*** The records ***

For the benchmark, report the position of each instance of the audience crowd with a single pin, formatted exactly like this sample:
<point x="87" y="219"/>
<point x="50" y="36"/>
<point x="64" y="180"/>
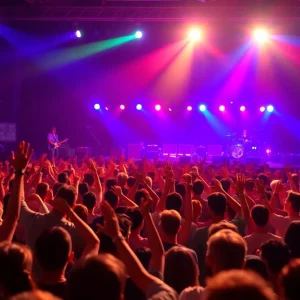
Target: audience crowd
<point x="89" y="229"/>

***

- [Your objective]:
Give every line of the material above as a JSON list of strings, one string per line, with blank lines dropped and the pictures left out.

- [Solution]:
[
  "For the benchmark, report the position of each instance of the audience crowd with a single pin, formatted exactly like this sample:",
  "<point x=\"87\" y=\"219\"/>",
  "<point x=\"50\" y=\"36\"/>",
  "<point x=\"64\" y=\"180\"/>",
  "Target: audience crowd",
  "<point x=\"89\" y=\"229\"/>"
]